Task inputs>

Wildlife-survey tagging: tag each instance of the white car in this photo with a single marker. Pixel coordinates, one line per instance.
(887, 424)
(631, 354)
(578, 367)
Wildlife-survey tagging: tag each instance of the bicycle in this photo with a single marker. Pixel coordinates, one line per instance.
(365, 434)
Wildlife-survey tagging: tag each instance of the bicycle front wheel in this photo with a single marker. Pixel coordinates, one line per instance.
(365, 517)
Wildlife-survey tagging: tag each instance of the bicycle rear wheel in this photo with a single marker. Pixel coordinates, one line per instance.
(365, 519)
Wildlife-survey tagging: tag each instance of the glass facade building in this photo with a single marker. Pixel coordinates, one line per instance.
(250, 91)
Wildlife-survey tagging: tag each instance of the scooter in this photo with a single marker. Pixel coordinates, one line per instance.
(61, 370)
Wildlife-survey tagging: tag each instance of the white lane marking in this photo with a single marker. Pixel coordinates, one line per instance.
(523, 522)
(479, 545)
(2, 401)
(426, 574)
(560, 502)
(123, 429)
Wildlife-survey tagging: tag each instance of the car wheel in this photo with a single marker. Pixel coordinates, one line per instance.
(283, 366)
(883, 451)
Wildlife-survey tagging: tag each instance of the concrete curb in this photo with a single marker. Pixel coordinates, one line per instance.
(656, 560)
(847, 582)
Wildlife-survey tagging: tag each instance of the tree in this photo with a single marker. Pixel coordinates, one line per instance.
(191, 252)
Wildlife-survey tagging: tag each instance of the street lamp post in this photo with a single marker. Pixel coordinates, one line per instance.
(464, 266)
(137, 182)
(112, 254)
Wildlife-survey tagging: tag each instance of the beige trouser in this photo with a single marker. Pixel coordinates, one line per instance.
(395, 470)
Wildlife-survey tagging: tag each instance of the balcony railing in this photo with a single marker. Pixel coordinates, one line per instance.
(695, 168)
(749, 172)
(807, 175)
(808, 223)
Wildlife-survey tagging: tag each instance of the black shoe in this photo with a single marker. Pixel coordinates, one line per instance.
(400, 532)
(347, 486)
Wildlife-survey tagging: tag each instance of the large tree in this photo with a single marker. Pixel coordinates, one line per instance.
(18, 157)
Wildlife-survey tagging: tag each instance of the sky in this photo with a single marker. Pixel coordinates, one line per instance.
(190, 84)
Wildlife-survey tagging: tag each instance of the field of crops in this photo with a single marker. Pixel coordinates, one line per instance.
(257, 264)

Set task>
Restate the whole of the material exactly.

Solution>
Wildlife-survey tagging: tag each instance of the white car in this photo with a single marker. Pixel coordinates, one line per instance.
(887, 424)
(631, 354)
(578, 367)
Wildlife-survey tagging: tag each instance of the bicycle in this photo with a single marker. Pixel coordinates, one line per instance.
(365, 434)
Wildlife-survey tagging: tag each instance of the bicycle front wheel in this photo with a single marker. Pixel coordinates, one line per instance.
(365, 517)
Wildlife-survey tagging: tag each instance of the bicycle rear wheel in this photo with a single marker. Pixel coordinates, one line per instance.
(365, 519)
Wildlife-survey tagging: tag each instance of the glass facade building in this photo with a single marker. Pixel coordinates, one line per instance.
(250, 91)
Wildlife-survey tagging: tag each instance of the scooter in this photo with a single marker. Pixel coordinates, one line per instance.
(61, 370)
Wildlife-survey tagging: tag each instance of the white lane marking in this photo with a single marker. Pixel coordinates, one line per instance.
(523, 522)
(479, 545)
(2, 401)
(426, 574)
(560, 502)
(123, 429)
Wildlife-survey tagging: tag each instance of the car wheel in this photo with a single marker. Pixel coordinates, one line per instance.
(283, 366)
(883, 451)
Wildlife-survey tagging: tag each instance of the concrete curb in this photo with a single marker. Pixel coordinates, one line per instance.
(656, 560)
(847, 582)
Wildlife-survey tagging: tag each instance of the tree in this photo with a single marker. Pixel coordinates, one line per instance.
(191, 252)
Wildlife-survey tagging: tag each instance of the street lamp post in this photo with a single marker. Pixel coordinates, one line per instance.
(464, 266)
(137, 182)
(112, 254)
Wildlife-survey tagging: tag each instance of the beige trouser in this photo with a single marker. Pixel coordinates, one line per instance.
(395, 470)
Wildlife-survey tagging: tag each instance of the balcony railing in this photo with a single marker. Pixel coordinates, one line per instance.
(695, 168)
(749, 172)
(807, 175)
(808, 223)
Wildlife-survey tagging: tag each instance of the black shoe in this photo with a single marker. Pixel coordinates, one line per instance.
(400, 532)
(347, 486)
Wildlife-survey tagging: tag each instance of the large tree in this photo with a single marker. Pixel coordinates, one line per instance.
(18, 157)
Wildlife-survey tagging: tag each instance of the sky in this photo with a single marker. Pixel coordinates, one line per instance.
(190, 84)
Wildlife-survey tagging: tag each instance of the field of crops in this photo with a single marker. Pixel coordinates, one line per instance.
(257, 264)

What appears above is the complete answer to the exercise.